Description of the task: Rescale the data from the line containing "Provide one point per instance of the blue" up to and including the line containing "49), (203, 58)]". Reproduce every line in that span, requests unchanged, but multiply each point coordinate in the outputs by 1.9 and round to the nearest whole number, with halves rounding up. Return only those lines.

Materials provided:
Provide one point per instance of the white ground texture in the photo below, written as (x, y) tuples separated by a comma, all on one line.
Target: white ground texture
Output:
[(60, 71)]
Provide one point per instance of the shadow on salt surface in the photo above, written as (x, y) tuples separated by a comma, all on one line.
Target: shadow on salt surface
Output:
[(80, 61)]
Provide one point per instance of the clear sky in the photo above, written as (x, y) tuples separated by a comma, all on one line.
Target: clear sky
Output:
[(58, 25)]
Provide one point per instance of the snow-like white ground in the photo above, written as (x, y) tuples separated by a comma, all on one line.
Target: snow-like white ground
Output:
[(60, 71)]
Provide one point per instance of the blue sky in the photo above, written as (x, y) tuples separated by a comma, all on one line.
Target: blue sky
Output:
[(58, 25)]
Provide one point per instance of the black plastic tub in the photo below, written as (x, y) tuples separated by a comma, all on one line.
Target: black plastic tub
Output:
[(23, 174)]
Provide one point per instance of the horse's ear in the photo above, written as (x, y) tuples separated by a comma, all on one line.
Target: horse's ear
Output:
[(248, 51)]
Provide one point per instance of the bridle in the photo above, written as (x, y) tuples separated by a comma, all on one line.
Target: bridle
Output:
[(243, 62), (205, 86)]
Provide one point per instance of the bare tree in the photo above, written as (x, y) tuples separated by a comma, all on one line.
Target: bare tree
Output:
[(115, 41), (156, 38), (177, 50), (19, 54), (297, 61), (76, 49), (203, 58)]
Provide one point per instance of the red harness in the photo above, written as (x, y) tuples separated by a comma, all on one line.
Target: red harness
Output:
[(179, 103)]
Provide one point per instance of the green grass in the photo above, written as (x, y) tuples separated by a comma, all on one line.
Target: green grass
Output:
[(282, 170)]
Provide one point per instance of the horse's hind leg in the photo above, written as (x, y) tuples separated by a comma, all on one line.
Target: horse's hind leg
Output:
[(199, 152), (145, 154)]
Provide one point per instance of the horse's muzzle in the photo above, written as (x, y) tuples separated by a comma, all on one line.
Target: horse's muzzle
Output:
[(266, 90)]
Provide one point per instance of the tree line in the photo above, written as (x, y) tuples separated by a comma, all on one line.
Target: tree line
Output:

Output of the task:
Provide one point per instance of the blue sky in the photo above, written as (x, y) tuples separated by a comma, all on one line.
Target: blue sky
Output:
[(110, 48)]
Provide one point per instance of the black plastic tub in the photo below, written as (x, y) tuples separated by a comma, all on one line.
Target: black plastic tub
Output:
[(44, 331)]
Provide one point per instance of the horse's ear in the photo above, written as (x, y) tuples separated by a comma, all on one line.
Target: horse's ear
Output:
[(471, 97)]
Provide one point per instance of the bridle in the photo above, written as (x, y) tuples separated by a comma, all on one line.
Target: bridle
Output:
[(462, 118), (390, 163)]
Provide one point per instance of the bare tree in the photo above, written as (x, y) tuples separated by a comma, all on one line.
Target: bare tree
Output:
[(219, 78), (296, 72), (336, 95), (36, 103), (564, 116), (144, 93), (386, 110)]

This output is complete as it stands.